** Opening Text shown block **
I usually view life as a fabulous adventure, full of joy and many gifts. In fact, most of the time my enthusiasm for life leads me in a thousand directions at once. Joyfully leaping into commitments and excitedly embracing multiple visions for the future. I am test marketing a vision statement. I'm starting two Entrepreneurial Ministry Support groups. I am talking with Oregon's UU Voices for Justice about the plan for the next few months. I am researching crowdfunding and grant funding. I am preparing for a Sunday service next week... and so much more... And then there are the weeks where there is a hitch.
This last week I spent more time in bed than out of it. I was coping with and attempting to shorten an arthritis flare. You see, I have a type of arthritis that is an immune disorder, it flares up, and subsides, seemingly at random. Luckily, most of the time medication keeps it in check. During a flare, standing up, walking, getting out of a car, all hurt. It feels like someone has sewn my legs to my torso, my calves to my thighs, and I have to pull out stitches in order to straighten. I remember my grandmother climbing out of a car, then pausing to remind her joints how to bend. She would invariably comment, 'I've got a hitch in my get-along."
I just returned from a fabulous week at General Assembly, gathered with thousands of my co-religionists, walking 20 blocks a day, getting hugs around every corner, listening to inspiring words, and witnessing inspiring deeds. After a fabulous week at General Assembly celebrating the end of cancer treatment and my return to relative health, I was feeling joyful about my forward motion, a reinvigoration of my ministry, and freedom to develop a vision of the future. This arthritis flare was a major hitch in my get-along.
** Closing Text shown block **
** Opening Dataset content block **
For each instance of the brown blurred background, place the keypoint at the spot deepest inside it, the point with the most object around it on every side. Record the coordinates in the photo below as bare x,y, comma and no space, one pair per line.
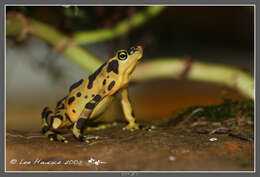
39,76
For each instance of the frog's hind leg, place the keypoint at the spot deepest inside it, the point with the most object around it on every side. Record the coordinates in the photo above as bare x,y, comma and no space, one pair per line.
46,129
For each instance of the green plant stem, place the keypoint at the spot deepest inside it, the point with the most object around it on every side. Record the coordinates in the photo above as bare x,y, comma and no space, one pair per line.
59,41
160,68
174,68
87,37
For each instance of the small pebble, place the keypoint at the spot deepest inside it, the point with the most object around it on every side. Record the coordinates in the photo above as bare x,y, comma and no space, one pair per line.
171,158
213,139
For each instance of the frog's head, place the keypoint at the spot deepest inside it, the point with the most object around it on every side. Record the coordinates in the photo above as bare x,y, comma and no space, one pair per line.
127,59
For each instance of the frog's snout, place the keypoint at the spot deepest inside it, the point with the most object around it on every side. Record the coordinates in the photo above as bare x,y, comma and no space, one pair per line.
133,50
139,48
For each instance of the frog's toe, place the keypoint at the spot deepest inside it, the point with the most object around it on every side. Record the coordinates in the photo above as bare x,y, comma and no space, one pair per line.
90,137
131,127
83,139
57,137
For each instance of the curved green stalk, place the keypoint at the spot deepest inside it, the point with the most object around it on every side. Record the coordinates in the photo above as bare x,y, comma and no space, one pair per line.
87,37
18,27
178,68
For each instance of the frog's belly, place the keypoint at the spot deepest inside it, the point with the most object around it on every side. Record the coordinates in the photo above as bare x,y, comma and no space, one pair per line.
101,107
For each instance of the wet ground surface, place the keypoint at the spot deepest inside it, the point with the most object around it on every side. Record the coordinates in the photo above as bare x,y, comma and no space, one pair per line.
189,145
161,149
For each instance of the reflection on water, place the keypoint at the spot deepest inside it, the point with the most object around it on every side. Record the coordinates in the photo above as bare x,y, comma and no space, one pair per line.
152,100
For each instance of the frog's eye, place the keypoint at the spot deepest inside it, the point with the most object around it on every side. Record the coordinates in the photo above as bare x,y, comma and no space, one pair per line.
132,50
122,55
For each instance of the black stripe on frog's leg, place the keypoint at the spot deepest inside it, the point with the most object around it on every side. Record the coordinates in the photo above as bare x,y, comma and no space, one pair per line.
93,76
76,84
90,105
44,112
67,117
104,82
78,94
113,66
81,123
54,136
45,129
71,100
97,98
111,85
60,103
133,114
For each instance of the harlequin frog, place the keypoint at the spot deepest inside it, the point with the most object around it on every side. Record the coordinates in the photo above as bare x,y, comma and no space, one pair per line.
89,97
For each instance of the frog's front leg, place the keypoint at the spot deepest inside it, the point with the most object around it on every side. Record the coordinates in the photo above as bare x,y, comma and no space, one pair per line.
47,128
128,111
78,126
** Closing Dataset content block **
### Problems and tasks
• a. In the text about the arthritis flare, how many blocks a day was the writer walking during the week at General Assembly?
• b. Write out the passage of the text about the arthritis flare from "I usually view" to "is a hitch.".

### Exercise answers
• a. 20 blocks a day.

• b.
I usually view life as a fabulous adventure, full of joy and many gifts. In fact, most of the time my enthusiasm for life leads me in a thousand directions at once. Joyfully leaping into commitments and excitedly embracing multiple visions for the future. I am test marketing a vision statement. I'm starting two Entrepreneurial Ministry Support groups. I am talking with Oregon's UU Voices for Justice about the plan for the next few months. I am researching crowdfunding and grant funding. I am preparing for a Sunday service next week... and so much more... And then there are the weeks where there is a hitch.